_WHAT YOU ARE ASKED TO DO_
Format the rows from the one containing "Put a dot on each instance of the tractor" through the one containing "Put a dot on each instance of the green algae" as a numbered list, leaving out blank lines and including only those rows.

_PROVIDED RECORDS_
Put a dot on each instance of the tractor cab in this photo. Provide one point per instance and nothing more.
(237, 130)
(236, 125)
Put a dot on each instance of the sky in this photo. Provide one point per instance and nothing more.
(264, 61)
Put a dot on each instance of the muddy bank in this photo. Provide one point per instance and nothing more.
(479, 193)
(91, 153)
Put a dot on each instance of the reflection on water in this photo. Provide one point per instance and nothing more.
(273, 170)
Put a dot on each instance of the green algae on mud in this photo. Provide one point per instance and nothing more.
--
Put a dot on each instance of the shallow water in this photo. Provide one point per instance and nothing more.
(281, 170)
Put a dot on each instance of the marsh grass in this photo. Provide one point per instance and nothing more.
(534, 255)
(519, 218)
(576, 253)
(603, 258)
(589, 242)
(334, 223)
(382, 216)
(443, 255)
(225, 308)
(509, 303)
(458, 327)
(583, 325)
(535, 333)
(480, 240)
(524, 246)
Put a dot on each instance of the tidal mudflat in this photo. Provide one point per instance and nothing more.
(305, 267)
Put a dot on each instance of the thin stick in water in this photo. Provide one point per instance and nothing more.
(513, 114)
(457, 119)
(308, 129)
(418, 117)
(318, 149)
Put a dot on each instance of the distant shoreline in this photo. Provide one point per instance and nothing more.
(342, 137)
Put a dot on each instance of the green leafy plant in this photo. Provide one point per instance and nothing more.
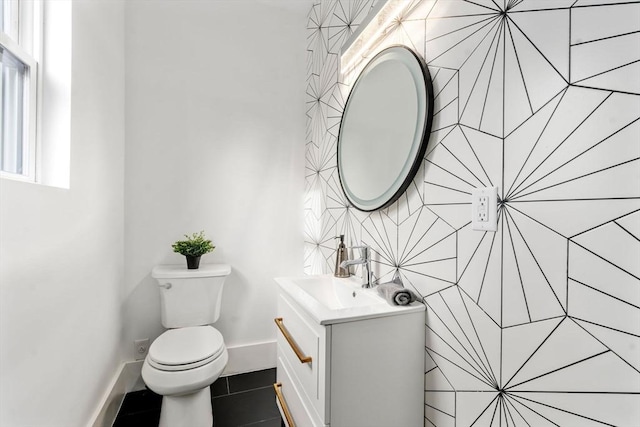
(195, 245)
* * *
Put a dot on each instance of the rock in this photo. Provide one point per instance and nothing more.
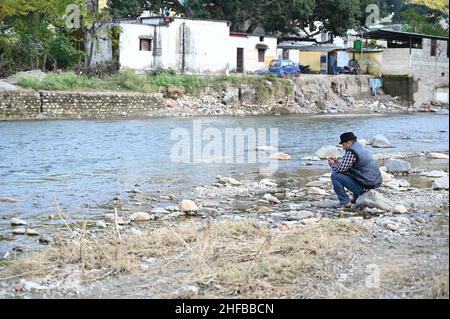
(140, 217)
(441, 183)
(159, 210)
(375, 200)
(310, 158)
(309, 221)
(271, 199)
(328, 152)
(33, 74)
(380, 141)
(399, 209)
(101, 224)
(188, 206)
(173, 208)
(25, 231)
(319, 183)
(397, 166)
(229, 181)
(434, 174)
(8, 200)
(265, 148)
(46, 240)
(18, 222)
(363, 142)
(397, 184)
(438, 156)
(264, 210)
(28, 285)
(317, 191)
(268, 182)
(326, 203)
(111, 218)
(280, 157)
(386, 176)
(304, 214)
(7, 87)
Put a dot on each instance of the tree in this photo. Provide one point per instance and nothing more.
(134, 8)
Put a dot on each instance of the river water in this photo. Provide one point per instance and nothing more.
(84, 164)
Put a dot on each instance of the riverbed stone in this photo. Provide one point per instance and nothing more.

_WRITTEN REPLY_
1. Put a dot on each instance of the tractor cab in this photo. Provide one point per instance and nothing more.
2. (237, 130)
3. (236, 125)
4. Put a dot on each instance of the sky in this photo. Provide one point per instance and nothing more.
5. (264, 61)
6. Put a dot on each instance of the muddy bank in this photo. Provide one point per instance and nothing more.
7. (479, 193)
8. (91, 153)
9. Put a dot on each instance of the reflection on water in this photo. Provide one point per instance and nothing more.
10. (273, 170)
11. Put a dot on each instance of the green algae on mud in this photo. Provide one point per instance and nothing more.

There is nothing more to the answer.